State how many lines of the entries below hold the word "segment"; reply with nothing but the number.
━━━ STUDY MATERIAL
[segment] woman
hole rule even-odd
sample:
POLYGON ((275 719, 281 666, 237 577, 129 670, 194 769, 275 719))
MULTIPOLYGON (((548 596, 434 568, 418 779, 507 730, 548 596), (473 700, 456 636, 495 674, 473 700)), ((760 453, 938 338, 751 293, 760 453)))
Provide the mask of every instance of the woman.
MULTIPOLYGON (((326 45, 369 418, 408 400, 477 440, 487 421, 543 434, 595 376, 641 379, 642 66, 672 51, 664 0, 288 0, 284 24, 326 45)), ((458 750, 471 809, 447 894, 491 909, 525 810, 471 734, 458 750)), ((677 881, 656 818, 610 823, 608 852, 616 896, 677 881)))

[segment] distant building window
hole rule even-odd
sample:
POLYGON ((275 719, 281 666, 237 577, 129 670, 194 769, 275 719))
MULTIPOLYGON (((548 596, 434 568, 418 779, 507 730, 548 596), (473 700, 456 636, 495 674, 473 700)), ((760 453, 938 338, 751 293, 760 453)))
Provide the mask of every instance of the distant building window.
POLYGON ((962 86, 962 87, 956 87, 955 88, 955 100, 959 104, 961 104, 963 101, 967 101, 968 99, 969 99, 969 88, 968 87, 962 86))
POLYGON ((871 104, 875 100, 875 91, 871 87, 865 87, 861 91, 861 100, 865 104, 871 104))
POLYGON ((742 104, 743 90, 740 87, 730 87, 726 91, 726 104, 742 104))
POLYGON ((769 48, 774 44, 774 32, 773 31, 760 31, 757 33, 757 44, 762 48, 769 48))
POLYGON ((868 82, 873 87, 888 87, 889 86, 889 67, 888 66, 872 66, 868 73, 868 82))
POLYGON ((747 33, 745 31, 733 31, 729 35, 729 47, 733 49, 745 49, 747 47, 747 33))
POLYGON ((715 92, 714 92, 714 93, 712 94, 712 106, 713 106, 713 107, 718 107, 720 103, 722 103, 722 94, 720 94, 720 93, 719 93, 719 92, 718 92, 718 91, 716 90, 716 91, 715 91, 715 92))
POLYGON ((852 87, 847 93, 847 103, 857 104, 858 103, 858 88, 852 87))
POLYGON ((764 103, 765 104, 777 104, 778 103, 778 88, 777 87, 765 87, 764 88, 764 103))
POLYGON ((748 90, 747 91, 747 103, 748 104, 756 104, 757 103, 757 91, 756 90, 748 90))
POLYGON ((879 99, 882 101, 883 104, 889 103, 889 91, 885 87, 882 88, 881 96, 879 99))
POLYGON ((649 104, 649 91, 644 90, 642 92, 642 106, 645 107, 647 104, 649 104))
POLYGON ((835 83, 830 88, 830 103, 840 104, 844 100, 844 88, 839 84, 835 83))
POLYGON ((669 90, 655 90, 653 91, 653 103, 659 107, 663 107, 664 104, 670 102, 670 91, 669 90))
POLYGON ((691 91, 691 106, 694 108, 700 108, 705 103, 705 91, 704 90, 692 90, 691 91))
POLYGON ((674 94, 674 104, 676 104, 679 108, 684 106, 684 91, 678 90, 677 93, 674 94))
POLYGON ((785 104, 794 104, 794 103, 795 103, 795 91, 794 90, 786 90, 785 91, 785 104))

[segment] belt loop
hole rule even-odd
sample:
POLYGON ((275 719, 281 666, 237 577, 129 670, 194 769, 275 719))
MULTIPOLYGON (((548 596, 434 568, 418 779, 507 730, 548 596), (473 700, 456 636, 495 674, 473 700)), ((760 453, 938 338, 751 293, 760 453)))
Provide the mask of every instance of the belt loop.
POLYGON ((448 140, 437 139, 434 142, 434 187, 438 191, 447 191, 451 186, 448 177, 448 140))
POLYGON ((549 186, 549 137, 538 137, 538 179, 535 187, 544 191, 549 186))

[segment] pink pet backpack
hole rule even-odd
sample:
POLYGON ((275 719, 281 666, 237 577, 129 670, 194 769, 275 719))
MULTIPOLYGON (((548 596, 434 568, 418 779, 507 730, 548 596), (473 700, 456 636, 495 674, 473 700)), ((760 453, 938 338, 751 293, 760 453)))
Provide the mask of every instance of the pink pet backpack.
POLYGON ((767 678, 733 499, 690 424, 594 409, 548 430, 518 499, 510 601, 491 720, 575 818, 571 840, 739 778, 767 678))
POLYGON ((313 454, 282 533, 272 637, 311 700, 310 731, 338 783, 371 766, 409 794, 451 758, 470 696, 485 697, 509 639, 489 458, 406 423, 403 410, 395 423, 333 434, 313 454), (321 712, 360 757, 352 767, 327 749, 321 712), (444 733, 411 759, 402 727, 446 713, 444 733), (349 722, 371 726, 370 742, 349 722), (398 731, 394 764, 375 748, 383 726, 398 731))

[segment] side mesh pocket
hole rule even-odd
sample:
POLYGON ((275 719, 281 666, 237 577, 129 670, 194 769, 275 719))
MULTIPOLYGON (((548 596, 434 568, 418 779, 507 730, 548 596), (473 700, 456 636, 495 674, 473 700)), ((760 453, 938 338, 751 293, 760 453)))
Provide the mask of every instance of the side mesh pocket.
━━━━━━
* WORKED SOLUTION *
5